Below is a listing; copy all of it exactly.

Extracted data entries >>
%%
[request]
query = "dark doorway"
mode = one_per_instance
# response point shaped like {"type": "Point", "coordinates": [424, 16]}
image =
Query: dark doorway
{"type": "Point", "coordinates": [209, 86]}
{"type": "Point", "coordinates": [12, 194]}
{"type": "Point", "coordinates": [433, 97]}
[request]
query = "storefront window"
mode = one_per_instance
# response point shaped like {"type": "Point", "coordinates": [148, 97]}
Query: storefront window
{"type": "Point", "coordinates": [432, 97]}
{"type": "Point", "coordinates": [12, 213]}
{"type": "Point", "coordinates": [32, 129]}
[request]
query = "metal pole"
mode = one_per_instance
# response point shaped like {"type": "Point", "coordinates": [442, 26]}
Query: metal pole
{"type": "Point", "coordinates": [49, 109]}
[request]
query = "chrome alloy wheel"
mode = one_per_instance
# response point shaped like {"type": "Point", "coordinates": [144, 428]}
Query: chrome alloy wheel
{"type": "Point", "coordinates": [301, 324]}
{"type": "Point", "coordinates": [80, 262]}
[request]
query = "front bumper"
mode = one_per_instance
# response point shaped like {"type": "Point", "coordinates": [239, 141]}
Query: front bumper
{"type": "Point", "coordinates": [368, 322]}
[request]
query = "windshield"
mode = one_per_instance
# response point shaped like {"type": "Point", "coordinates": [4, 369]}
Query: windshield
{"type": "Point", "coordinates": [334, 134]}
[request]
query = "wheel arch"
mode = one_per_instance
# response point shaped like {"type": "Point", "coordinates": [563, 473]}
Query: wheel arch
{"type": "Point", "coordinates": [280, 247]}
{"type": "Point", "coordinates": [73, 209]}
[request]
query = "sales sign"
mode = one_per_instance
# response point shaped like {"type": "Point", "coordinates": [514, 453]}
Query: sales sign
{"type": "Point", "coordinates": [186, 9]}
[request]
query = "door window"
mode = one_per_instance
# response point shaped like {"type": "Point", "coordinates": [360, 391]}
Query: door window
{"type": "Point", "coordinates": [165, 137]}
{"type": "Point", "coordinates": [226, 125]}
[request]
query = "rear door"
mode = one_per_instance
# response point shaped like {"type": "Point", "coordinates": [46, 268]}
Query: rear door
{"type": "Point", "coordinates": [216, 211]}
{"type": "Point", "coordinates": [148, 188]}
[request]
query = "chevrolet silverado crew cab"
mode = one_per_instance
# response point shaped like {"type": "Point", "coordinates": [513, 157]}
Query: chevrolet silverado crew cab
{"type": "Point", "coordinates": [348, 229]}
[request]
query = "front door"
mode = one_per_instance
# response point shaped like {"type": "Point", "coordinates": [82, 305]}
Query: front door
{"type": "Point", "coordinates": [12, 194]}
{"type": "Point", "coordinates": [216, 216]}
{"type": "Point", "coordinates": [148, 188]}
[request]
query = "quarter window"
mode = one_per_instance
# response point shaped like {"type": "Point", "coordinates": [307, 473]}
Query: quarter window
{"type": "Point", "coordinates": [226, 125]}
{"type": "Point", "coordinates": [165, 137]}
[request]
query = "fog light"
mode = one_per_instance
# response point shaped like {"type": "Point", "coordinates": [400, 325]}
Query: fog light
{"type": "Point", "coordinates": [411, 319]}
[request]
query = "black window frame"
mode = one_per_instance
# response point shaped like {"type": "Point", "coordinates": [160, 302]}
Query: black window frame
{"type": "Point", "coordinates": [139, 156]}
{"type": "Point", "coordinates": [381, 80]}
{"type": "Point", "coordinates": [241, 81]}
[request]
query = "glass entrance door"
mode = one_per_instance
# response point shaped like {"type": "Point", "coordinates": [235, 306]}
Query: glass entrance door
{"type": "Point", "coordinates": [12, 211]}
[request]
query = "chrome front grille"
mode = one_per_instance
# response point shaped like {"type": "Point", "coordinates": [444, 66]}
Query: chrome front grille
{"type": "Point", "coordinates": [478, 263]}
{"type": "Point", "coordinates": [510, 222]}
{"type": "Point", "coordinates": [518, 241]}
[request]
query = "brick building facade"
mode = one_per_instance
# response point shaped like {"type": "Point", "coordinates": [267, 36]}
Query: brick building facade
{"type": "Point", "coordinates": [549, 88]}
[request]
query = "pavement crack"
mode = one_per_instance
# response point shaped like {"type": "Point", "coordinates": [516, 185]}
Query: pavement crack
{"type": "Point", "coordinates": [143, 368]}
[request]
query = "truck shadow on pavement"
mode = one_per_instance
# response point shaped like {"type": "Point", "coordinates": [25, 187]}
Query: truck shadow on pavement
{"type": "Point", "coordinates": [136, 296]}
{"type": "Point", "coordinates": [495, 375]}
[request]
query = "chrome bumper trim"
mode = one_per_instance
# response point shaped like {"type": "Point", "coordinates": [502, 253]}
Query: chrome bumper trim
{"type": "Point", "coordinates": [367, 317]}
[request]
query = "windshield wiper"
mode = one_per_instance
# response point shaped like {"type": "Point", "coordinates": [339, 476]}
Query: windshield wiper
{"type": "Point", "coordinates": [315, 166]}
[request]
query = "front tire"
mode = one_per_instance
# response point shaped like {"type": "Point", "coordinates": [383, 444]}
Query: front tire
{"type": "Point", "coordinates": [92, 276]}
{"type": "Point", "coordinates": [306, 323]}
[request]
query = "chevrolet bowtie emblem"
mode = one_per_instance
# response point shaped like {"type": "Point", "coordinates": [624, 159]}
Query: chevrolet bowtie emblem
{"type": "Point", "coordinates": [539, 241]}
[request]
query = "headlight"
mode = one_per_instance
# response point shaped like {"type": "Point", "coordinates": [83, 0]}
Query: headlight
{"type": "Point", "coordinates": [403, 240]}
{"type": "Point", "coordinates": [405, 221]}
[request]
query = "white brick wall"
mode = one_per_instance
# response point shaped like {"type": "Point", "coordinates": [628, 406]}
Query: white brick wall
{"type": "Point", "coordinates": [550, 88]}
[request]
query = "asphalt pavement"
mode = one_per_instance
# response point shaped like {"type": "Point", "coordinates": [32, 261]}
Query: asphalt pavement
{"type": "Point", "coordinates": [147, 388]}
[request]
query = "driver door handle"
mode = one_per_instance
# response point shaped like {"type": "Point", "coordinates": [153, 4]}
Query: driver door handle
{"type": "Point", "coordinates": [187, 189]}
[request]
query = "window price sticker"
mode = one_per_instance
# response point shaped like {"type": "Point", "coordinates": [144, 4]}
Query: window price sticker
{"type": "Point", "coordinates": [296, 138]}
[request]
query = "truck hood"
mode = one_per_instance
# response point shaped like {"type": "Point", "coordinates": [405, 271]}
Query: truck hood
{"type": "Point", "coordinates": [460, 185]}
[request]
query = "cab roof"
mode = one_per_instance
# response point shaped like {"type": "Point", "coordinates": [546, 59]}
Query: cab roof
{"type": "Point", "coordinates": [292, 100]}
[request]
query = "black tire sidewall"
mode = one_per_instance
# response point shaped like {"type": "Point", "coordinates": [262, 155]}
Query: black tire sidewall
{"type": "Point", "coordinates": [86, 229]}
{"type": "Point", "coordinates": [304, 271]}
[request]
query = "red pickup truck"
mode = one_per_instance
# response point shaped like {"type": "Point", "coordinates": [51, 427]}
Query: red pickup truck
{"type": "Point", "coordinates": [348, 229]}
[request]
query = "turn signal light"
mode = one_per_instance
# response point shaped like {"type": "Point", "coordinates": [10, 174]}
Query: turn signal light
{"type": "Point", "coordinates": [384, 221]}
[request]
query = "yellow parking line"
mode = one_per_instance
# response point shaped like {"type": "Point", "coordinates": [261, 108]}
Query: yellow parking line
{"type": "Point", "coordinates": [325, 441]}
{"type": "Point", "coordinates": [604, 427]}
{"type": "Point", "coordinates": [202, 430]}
%%
RESPONSE TO THE EXERCISE >>
[request]
query = "dark doorway"
mode = one_per_instance
# response point shaped like {"type": "Point", "coordinates": [424, 16]}
image =
Query: dark doorway
{"type": "Point", "coordinates": [209, 86]}
{"type": "Point", "coordinates": [12, 194]}
{"type": "Point", "coordinates": [433, 97]}
[request]
query = "storefront window"
mode = one_per_instance
# response point shaped like {"type": "Point", "coordinates": [148, 97]}
Query: storefront window
{"type": "Point", "coordinates": [432, 97]}
{"type": "Point", "coordinates": [12, 213]}
{"type": "Point", "coordinates": [32, 129]}
[request]
query = "metal pole"
mode = one_per_instance
# response point shaped like {"type": "Point", "coordinates": [442, 26]}
Query: metal pole
{"type": "Point", "coordinates": [49, 109]}
[request]
query = "chrome alloy wheel"
mode = one_per_instance
# response point shaped like {"type": "Point", "coordinates": [144, 428]}
Query: chrome alloy wheel
{"type": "Point", "coordinates": [301, 324]}
{"type": "Point", "coordinates": [80, 262]}
[request]
query = "front bumper"
mode = one_per_instance
# response point shaped like {"type": "Point", "coordinates": [239, 141]}
Query: front bumper
{"type": "Point", "coordinates": [368, 322]}
[request]
query = "windshield"
mode = one_per_instance
# response point shaped like {"type": "Point", "coordinates": [4, 369]}
Query: windshield
{"type": "Point", "coordinates": [334, 134]}
[request]
query = "wheel arch"
mode = one_per_instance
# response point shaped like {"type": "Point", "coordinates": [563, 473]}
Query: wheel arch
{"type": "Point", "coordinates": [280, 247]}
{"type": "Point", "coordinates": [73, 209]}
[request]
query = "sales sign"
mode = one_per_instance
# response point shaped like {"type": "Point", "coordinates": [514, 453]}
Query: sales sign
{"type": "Point", "coordinates": [186, 9]}
[request]
query = "door window"
mode = one_per_instance
# response point shaped like {"type": "Point", "coordinates": [360, 391]}
Query: door window
{"type": "Point", "coordinates": [165, 137]}
{"type": "Point", "coordinates": [226, 125]}
[request]
query = "rear door"
mode = one_per_instance
# response point shaped like {"type": "Point", "coordinates": [46, 268]}
Query: rear door
{"type": "Point", "coordinates": [216, 211]}
{"type": "Point", "coordinates": [148, 188]}
[request]
query = "chevrolet silverado crew cab"
mode = one_per_instance
# response point shaped like {"type": "Point", "coordinates": [513, 157]}
Query: chevrolet silverado crew cab
{"type": "Point", "coordinates": [348, 229]}
[request]
query = "front door"
mode = one_per_instance
# response point shaped like {"type": "Point", "coordinates": [82, 305]}
Query: front door
{"type": "Point", "coordinates": [12, 194]}
{"type": "Point", "coordinates": [216, 216]}
{"type": "Point", "coordinates": [148, 188]}
[request]
query = "quarter window"
mode = one_per_instance
# response point shaped like {"type": "Point", "coordinates": [307, 473]}
Query: quarter window
{"type": "Point", "coordinates": [226, 125]}
{"type": "Point", "coordinates": [165, 137]}
[request]
query = "fog light"
mode = one_per_instance
# response point shaped like {"type": "Point", "coordinates": [400, 325]}
Query: fog light
{"type": "Point", "coordinates": [411, 319]}
[request]
query = "black window frame"
mode = one_per_instance
# response point shaped like {"type": "Point", "coordinates": [160, 302]}
Query: black window frame
{"type": "Point", "coordinates": [139, 156]}
{"type": "Point", "coordinates": [381, 80]}
{"type": "Point", "coordinates": [241, 81]}
[request]
query = "glass entrance door"
mode = one_per_instance
# response point shaped like {"type": "Point", "coordinates": [235, 306]}
Query: glass entrance door
{"type": "Point", "coordinates": [12, 211]}
[request]
query = "chrome front grille"
mode = one_per_instance
# response point shaped like {"type": "Point", "coordinates": [444, 66]}
Query: chrome front grille
{"type": "Point", "coordinates": [478, 263]}
{"type": "Point", "coordinates": [510, 222]}
{"type": "Point", "coordinates": [518, 241]}
[request]
query = "brick building facade"
mode = one_per_instance
# response point shaped like {"type": "Point", "coordinates": [267, 36]}
Query: brick building facade
{"type": "Point", "coordinates": [549, 88]}
[request]
query = "pavement crack"
mode = one_per_instance
# response point shaped like {"type": "Point", "coordinates": [516, 185]}
Query: pavement crack
{"type": "Point", "coordinates": [143, 368]}
[request]
query = "truck shadow on pavement"
mode = one_per_instance
# response point shaped like {"type": "Point", "coordinates": [25, 187]}
Query: truck shadow on pavement
{"type": "Point", "coordinates": [136, 296]}
{"type": "Point", "coordinates": [495, 375]}
[request]
query = "chrome bumper trim"
mode = one_per_instance
# response point shaped like {"type": "Point", "coordinates": [502, 253]}
Query: chrome bumper trim
{"type": "Point", "coordinates": [367, 317]}
[request]
query = "windshield wiper"
mode = one_per_instance
# response point shaped like {"type": "Point", "coordinates": [339, 476]}
Query: windshield wiper
{"type": "Point", "coordinates": [315, 166]}
[request]
query = "front tire"
mode = one_per_instance
# response point shaped like {"type": "Point", "coordinates": [383, 444]}
Query: front tire
{"type": "Point", "coordinates": [92, 276]}
{"type": "Point", "coordinates": [306, 323]}
[request]
query = "chevrolet bowtie emblem"
mode = one_per_instance
# response point shaped like {"type": "Point", "coordinates": [624, 159]}
Query: chevrolet bowtie emblem
{"type": "Point", "coordinates": [539, 241]}
[request]
query = "headlight"
mode = one_per_instance
# response point shaped like {"type": "Point", "coordinates": [83, 0]}
Query: headlight
{"type": "Point", "coordinates": [403, 240]}
{"type": "Point", "coordinates": [405, 221]}
[request]
query = "white brick wall"
mode = one_per_instance
# response point shaped like {"type": "Point", "coordinates": [628, 406]}
Query: white brick wall
{"type": "Point", "coordinates": [550, 88]}
[request]
query = "asphalt pavement"
mode = one_per_instance
# response point shaped like {"type": "Point", "coordinates": [32, 261]}
Query: asphalt pavement
{"type": "Point", "coordinates": [147, 388]}
[request]
query = "driver door handle"
mode = one_per_instance
# response point shaped like {"type": "Point", "coordinates": [153, 4]}
Query: driver door handle
{"type": "Point", "coordinates": [187, 189]}
[request]
query = "window price sticker"
mode = one_per_instance
# response point shaped like {"type": "Point", "coordinates": [144, 4]}
Query: window price sticker
{"type": "Point", "coordinates": [296, 138]}
[request]
query = "truck hood"
mode = one_per_instance
# response point shaped like {"type": "Point", "coordinates": [405, 271]}
Query: truck hood
{"type": "Point", "coordinates": [460, 185]}
[request]
query = "cab roof"
mode = one_per_instance
# response point shaped like {"type": "Point", "coordinates": [546, 59]}
Query: cab roof
{"type": "Point", "coordinates": [292, 100]}
[request]
query = "black tire sidewall"
mode = one_per_instance
# response point shaped like {"type": "Point", "coordinates": [262, 155]}
Query: black tire sidewall
{"type": "Point", "coordinates": [86, 229]}
{"type": "Point", "coordinates": [304, 271]}
[request]
query = "red pickup truck"
mode = one_per_instance
# response point shaped like {"type": "Point", "coordinates": [51, 427]}
Query: red pickup truck
{"type": "Point", "coordinates": [348, 229]}
[request]
query = "turn signal light"
mode = one_per_instance
# response point shaped like {"type": "Point", "coordinates": [10, 174]}
Query: turn signal light
{"type": "Point", "coordinates": [384, 221]}
[request]
query = "yellow parking line"
mode = one_per_instance
# response point shaped like {"type": "Point", "coordinates": [261, 108]}
Query: yellow parking line
{"type": "Point", "coordinates": [325, 441]}
{"type": "Point", "coordinates": [604, 427]}
{"type": "Point", "coordinates": [202, 430]}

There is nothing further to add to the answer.